* [Directions]: Count how many of the lines below contain the string "wall", and reply with that number alone.

* [Raw records]:
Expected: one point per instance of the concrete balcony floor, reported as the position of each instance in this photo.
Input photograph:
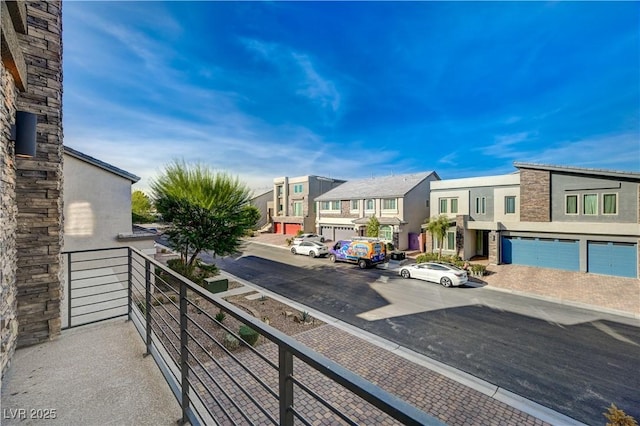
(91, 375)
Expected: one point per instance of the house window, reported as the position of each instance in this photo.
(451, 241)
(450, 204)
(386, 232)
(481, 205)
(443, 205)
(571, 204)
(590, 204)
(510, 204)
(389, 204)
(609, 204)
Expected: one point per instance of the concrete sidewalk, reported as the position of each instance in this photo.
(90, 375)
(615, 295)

...

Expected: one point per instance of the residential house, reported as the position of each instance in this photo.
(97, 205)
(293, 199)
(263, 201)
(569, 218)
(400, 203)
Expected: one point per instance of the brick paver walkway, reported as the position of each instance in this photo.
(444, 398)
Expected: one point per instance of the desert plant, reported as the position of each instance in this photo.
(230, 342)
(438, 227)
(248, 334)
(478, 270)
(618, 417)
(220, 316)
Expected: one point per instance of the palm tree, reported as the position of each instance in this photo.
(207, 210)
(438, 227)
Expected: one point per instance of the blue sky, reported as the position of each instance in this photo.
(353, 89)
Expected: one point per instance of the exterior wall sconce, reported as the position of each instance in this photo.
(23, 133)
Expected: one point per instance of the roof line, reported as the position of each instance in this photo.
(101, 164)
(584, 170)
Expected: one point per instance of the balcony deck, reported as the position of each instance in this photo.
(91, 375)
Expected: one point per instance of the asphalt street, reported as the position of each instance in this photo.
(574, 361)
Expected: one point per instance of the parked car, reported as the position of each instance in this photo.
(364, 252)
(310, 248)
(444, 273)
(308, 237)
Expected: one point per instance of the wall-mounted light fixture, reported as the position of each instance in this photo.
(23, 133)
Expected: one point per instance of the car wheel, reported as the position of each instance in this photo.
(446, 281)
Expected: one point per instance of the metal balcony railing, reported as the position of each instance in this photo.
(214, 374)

* [Written response]: 2